Provide the count of lines below that include the word "clenched", without any accompanying remarks.
-- Opening Marker --
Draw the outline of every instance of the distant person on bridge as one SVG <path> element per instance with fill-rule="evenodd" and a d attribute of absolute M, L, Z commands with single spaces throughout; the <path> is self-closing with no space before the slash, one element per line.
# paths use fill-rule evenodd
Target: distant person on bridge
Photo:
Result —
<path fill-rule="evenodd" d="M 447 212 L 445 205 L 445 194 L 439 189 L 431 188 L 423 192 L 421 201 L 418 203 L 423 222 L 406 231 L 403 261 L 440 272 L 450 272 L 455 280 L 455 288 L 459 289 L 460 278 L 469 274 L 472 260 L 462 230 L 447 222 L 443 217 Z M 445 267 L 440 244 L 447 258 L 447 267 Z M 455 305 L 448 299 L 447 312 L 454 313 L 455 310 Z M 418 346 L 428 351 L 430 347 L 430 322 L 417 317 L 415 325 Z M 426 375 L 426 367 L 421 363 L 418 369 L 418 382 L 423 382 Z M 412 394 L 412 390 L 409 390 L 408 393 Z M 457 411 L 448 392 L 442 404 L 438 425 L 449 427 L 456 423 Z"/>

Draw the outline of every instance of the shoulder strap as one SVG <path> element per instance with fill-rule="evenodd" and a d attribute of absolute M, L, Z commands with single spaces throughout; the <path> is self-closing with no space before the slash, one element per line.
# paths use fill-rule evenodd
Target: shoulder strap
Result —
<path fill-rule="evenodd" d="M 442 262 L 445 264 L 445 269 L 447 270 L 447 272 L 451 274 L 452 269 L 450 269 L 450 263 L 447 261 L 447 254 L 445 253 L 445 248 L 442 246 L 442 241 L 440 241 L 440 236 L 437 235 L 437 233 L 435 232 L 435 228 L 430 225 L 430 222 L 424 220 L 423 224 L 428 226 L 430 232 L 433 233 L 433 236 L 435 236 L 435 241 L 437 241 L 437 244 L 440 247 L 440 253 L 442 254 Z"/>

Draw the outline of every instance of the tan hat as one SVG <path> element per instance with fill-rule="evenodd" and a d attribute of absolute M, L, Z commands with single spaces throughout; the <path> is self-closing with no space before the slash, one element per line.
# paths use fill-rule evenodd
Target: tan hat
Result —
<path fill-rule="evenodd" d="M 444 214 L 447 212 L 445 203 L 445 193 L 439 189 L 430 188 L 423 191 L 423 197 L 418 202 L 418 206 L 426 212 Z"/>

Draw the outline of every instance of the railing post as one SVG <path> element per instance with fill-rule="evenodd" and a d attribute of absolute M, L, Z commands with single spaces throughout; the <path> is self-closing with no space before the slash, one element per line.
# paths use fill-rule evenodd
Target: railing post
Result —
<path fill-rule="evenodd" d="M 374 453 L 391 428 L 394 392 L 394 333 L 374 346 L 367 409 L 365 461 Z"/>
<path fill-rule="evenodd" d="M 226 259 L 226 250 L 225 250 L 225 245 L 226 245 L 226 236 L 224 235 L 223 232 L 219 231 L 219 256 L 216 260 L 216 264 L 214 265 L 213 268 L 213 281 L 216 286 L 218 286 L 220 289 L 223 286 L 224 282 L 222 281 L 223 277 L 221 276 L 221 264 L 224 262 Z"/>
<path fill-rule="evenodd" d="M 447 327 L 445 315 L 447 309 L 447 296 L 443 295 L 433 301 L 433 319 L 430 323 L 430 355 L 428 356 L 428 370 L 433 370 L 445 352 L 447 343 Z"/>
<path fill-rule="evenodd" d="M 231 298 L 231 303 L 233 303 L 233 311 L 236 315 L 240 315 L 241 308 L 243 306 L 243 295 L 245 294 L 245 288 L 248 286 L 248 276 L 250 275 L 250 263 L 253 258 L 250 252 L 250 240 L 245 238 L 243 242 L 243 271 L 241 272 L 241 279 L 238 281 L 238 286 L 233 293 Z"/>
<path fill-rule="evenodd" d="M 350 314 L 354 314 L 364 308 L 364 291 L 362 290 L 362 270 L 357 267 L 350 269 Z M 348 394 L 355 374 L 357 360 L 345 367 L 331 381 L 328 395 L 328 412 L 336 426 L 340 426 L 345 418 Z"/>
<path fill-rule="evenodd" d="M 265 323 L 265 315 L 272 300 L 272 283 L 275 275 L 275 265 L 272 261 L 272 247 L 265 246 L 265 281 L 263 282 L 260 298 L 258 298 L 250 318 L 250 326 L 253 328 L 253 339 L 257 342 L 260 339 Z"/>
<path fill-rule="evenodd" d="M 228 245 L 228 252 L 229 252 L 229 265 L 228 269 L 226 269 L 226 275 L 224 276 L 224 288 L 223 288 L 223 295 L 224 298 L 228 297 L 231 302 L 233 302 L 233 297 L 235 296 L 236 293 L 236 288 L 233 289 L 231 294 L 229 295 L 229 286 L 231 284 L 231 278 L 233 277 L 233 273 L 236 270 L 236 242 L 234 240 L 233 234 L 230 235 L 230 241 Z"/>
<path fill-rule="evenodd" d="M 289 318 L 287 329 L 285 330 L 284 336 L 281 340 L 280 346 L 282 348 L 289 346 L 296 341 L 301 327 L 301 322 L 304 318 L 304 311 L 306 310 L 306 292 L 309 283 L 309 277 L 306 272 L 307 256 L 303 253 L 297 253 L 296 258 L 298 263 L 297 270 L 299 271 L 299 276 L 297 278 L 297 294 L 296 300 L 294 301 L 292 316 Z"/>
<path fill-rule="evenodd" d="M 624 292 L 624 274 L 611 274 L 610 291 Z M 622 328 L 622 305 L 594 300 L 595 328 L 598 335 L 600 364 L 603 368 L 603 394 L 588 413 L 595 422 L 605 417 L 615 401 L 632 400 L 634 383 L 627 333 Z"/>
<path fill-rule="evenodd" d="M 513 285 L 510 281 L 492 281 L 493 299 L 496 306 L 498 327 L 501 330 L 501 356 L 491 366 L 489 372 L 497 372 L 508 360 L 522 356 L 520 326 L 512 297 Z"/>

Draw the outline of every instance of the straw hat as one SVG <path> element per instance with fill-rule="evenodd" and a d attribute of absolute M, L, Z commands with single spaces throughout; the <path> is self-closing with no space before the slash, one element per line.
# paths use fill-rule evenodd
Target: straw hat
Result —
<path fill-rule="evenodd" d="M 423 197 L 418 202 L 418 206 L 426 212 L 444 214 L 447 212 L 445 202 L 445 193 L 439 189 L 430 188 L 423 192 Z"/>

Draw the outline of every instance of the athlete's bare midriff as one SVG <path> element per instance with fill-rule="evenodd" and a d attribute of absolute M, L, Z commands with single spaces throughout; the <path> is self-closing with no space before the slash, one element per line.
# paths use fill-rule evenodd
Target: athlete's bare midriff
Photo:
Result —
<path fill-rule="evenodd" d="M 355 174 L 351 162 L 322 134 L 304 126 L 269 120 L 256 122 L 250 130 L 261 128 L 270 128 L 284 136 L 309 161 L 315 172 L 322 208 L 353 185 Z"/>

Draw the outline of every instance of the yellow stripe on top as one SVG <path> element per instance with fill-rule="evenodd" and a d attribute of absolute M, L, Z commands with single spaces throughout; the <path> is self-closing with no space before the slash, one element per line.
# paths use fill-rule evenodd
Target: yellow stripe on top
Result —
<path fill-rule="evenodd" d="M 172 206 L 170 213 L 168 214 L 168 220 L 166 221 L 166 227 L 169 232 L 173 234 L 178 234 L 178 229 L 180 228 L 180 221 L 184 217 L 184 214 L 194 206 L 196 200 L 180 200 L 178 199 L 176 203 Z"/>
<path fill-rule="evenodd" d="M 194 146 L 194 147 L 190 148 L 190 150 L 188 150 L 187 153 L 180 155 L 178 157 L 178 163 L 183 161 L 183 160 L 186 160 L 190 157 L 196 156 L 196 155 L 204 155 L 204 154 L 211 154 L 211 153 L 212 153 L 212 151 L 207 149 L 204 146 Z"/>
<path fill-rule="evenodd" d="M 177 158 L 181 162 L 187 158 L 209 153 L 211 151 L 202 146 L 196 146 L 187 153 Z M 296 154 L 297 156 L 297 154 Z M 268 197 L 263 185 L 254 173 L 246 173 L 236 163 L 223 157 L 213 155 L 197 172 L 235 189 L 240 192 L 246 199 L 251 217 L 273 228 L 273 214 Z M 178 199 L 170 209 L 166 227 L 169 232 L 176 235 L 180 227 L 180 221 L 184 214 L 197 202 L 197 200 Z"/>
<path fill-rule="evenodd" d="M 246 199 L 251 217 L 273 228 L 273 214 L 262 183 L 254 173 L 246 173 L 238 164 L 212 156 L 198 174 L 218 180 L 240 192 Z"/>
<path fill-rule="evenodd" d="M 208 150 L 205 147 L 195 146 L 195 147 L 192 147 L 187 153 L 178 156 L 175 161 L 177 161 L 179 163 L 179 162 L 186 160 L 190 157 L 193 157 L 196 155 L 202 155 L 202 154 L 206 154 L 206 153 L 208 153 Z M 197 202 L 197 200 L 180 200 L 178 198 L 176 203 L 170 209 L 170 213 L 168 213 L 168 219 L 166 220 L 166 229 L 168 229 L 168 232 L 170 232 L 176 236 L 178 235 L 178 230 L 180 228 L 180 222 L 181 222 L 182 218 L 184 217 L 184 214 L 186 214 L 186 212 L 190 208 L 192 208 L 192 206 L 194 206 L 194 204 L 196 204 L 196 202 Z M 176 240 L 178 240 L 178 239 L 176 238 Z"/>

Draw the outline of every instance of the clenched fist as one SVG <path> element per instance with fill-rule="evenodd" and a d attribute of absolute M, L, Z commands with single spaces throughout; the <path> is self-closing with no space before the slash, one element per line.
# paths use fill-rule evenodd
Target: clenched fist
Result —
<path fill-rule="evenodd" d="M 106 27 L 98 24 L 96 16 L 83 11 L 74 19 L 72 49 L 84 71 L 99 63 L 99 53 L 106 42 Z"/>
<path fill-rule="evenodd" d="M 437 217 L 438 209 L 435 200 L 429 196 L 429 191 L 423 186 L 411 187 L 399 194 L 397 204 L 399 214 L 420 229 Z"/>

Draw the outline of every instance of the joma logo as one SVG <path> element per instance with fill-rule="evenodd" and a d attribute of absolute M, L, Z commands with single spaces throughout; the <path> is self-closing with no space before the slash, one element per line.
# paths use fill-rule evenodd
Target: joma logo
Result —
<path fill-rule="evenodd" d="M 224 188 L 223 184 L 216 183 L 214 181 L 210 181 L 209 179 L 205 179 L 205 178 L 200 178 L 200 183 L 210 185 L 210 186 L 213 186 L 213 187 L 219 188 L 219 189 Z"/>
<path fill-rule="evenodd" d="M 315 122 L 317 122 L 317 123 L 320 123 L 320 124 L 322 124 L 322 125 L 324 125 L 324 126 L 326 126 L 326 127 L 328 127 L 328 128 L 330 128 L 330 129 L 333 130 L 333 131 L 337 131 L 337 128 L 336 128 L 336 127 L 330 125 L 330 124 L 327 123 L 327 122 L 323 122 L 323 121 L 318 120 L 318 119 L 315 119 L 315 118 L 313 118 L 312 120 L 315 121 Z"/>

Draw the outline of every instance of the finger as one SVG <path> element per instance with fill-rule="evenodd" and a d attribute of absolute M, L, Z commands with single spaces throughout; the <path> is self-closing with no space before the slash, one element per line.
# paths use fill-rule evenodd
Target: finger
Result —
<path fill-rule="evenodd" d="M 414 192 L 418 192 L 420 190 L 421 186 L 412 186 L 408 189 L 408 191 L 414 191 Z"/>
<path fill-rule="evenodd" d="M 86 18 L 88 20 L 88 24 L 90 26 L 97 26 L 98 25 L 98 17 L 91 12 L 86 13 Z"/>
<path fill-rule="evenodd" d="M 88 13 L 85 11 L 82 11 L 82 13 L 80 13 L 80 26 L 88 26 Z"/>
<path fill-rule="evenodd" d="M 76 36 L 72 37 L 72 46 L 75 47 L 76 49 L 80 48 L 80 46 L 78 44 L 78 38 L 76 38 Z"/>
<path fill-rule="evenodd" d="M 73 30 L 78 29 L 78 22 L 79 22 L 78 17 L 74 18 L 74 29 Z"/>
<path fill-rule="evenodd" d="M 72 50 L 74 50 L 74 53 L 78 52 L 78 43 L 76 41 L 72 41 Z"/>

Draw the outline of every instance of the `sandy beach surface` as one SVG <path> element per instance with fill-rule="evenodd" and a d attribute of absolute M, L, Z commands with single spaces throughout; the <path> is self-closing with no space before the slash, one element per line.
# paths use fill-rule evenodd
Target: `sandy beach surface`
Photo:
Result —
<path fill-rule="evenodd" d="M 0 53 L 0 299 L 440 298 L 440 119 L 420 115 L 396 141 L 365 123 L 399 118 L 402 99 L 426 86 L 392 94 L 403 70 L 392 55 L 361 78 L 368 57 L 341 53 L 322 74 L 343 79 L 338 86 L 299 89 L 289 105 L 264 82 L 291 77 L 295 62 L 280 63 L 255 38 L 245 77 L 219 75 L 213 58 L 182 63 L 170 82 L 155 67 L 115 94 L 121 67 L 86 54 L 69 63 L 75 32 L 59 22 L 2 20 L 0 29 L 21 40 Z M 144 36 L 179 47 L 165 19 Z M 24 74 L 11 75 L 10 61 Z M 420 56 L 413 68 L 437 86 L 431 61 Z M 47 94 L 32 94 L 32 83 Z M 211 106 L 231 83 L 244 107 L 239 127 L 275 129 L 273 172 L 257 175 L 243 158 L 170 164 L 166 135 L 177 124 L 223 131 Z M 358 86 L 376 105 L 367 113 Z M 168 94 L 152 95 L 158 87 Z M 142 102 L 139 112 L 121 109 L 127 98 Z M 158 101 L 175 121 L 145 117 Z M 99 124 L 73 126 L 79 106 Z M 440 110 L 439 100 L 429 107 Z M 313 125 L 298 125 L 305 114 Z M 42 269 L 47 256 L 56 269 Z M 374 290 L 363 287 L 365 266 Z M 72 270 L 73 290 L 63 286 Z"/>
-- Closing Marker --
• Solution
2